[Point-based annotation data]

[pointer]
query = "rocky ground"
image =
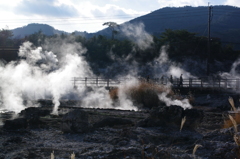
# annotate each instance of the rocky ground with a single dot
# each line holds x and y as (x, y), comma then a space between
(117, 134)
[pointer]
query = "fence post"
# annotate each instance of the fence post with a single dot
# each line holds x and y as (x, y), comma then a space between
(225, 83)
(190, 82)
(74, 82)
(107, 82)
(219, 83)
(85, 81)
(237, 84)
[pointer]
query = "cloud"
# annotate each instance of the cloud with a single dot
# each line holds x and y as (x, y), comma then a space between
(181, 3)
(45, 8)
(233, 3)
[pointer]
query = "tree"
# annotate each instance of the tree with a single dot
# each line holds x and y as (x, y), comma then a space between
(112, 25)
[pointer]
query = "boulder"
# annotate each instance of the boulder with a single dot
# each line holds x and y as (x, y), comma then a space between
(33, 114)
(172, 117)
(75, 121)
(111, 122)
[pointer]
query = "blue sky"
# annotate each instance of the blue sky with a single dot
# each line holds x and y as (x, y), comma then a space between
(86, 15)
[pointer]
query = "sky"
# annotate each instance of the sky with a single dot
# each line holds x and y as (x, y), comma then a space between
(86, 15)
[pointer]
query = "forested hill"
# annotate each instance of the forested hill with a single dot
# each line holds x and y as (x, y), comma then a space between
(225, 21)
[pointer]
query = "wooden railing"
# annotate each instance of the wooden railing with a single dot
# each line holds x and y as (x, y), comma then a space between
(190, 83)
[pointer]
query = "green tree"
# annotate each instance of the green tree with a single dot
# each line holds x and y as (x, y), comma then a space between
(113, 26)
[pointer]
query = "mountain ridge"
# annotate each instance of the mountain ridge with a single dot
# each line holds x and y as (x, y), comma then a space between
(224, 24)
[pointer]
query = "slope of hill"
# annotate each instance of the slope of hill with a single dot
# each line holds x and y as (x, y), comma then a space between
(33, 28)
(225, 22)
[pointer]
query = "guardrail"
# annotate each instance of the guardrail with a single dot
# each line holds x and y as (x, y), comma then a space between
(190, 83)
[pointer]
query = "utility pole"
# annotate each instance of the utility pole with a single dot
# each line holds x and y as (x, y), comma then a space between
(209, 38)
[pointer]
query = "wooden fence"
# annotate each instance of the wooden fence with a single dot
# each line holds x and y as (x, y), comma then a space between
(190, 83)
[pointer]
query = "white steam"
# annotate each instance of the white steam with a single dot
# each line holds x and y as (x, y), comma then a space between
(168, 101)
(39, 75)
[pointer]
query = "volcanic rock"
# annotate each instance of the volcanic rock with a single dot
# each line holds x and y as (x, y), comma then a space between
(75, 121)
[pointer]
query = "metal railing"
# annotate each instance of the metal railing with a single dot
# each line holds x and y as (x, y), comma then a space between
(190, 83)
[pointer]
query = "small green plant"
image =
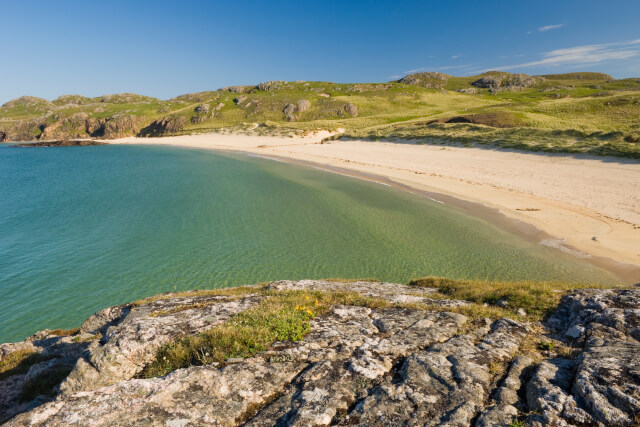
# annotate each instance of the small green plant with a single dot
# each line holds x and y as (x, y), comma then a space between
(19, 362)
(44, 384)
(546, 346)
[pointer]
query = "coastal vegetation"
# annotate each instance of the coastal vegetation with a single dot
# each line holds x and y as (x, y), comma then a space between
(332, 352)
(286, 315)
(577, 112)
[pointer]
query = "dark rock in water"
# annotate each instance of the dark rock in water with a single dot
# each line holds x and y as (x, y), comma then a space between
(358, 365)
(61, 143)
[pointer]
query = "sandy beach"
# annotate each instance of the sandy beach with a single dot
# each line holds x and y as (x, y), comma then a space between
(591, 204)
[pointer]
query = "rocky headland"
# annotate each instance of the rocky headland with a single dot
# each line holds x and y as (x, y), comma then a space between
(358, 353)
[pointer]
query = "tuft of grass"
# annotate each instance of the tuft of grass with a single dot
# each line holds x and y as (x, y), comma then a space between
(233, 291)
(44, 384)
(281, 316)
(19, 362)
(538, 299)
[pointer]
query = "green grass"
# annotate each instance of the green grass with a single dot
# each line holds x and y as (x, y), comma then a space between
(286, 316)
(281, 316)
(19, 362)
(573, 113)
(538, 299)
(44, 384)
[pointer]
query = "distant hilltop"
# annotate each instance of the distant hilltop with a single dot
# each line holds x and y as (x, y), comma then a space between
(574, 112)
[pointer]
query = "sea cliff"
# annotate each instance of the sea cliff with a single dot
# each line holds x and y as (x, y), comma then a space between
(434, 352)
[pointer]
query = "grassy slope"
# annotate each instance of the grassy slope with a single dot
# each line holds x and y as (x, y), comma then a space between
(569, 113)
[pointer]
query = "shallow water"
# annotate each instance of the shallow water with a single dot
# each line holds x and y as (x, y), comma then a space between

• **WHAT YOU HAVE TO DO**: Write out the entries above word for word. Do not include the pictures.

• **EXERCISE RESPONSE**:
[pointer]
query = "rocky ground"
image =
# annotate each instance of the rocky ground with a single dot
# each line holds x and y as (x, y), comma then a space between
(117, 134)
[pointer]
query = "fence post"
# annotate each instance of the fence post with a single dot
# each line holds x and y as (x, y), comma then a space between
(225, 83)
(190, 82)
(74, 82)
(107, 82)
(219, 83)
(85, 81)
(237, 84)
[pointer]
query = "cloud"
# annotate each instance of the cloud with a single dot
# each line holds x and y as (x, y), comma then a space between
(181, 3)
(45, 8)
(233, 3)
[pointer]
query = "tree"
# annotate each instance of the tree with a single dot
# each line holds x and y as (x, y), comma then a space between
(112, 25)
[pointer]
query = "boulder"
# annotate each instance of the boulder with a single dot
# each line holds x and y as (x, y), comma then a space between
(33, 114)
(172, 117)
(75, 121)
(111, 122)
[pointer]
query = "blue sky"
# annotate each instance of the blue sky with a single dot
# each line holds x and y as (x, y), comma then a space between
(86, 15)
[pointer]
query = "sky"
# annotate each instance of the sky with a single dot
# each line holds x and y as (x, y), comma then a space between
(86, 15)
[pointer]
query = "forested hill"
# annotate each instance of the forested hill with a single dot
# each line holds x and y as (x, y), comma then a space between
(225, 21)
[pointer]
query = "wooden railing"
# annotate each instance of the wooden railing with a single dot
# each line holds x and y as (x, y), comma then a space between
(190, 83)
[pointer]
query = "green tree"
# annotate each instance of the green tree with a single dot
# each line holds x and y as (x, y), comma then a space between
(113, 26)
[pointer]
query = "mountain ridge"
# annotate each instance of the mountain ridge with a single dot
# each line holds x and y as (x, y), comma then a space between
(224, 24)
[pointer]
query = "slope of hill"
# annotate each instance of the slope of hill with a single dot
# each line holds x and y as (x, y), comma then a space between
(33, 28)
(225, 22)
[pointer]
query = "guardrail"
# annotate each instance of the guardrail with a single dot
# each line holds x and y as (x, y), comma then a space between
(190, 83)
[pointer]
query = "utility pole"
# annotate each instance of the utility pole with a single dot
# each line holds x and y as (x, y), comma then a space between
(209, 38)
[pointer]
query = "wooden fence"
# annotate each instance of the wooden fence with a single dot
# each line holds x and y as (x, y), comma then a space between
(190, 83)
[pointer]
query = "white steam"
# annotate each instance of the white steam with a single dot
# each line holds x and y as (x, y), comma then a space between
(168, 101)
(39, 75)
[pointer]
query = "volcanic rock"
# annotate each instance of the volcanic rock with a single dot
# each line holds x and y as (x, y), comma then a space between
(75, 121)
[pointer]
query = "metal railing"
# annotate each instance of the metal railing with a single dot
# each line holds x and y as (x, y), comma then a space between
(190, 83)
[pointer]
query = "small green plant"
image =
# annotate each instance of the small green plant with a single dot
# each line holds x and y as (x, y), comma then a space between
(19, 362)
(44, 384)
(546, 346)
[pointer]
query = "coastal vegetation"
# annotate each instance of the coastal vegetation with a single dot
# each line holds x and y as (x, y), comma then a space between
(332, 352)
(286, 315)
(577, 112)
[pointer]
query = "dark rock in water"
# annotate each instance of the dark rock in water with a single dot
# each line holds x and y as (x, y), comma then a space between
(358, 365)
(61, 143)
[pointer]
query = "sandy beach"
# annotate each instance of the sandy beach with a single dot
# each line holds x and y as (x, y), comma then a space between
(591, 204)
[pointer]
query = "rocky headland"
# annotate each instance of the rocky headland with a single dot
# each line holds x and y as (x, y), comma then a space between
(358, 353)
[pointer]
query = "tuft of grass"
# annotate each instance of the tuft of grass with a single dot
# each line holds x and y as (x, y), comma then a space between
(233, 291)
(44, 384)
(281, 316)
(19, 362)
(538, 299)
[pointer]
query = "green grass"
# annotate each instance of the green grass with a single dot
# each line holds x and y as (x, y), comma then a space between
(286, 316)
(281, 316)
(19, 362)
(573, 113)
(538, 299)
(44, 384)
[pointer]
query = "distant hilltop"
# annotate each instance of the distant hilltop with a single dot
# each line holds x and y as (x, y), comma then a space between
(574, 112)
[pointer]
query = "sea cliff"
# annotate each instance of the sea cliff with a single dot
# each line holds x and y as (x, y), comma then a space between
(434, 352)
[pointer]
query = "grassy slope"
# annotate each instance of the grassy slope with a single dot
# each line holds x and y as (x, y), comma then a space between
(569, 113)
[pointer]
query = "shallow water"
# annotate each instance of the shallow water with a single dot
# each line holds x and y as (x, y), comma then a space between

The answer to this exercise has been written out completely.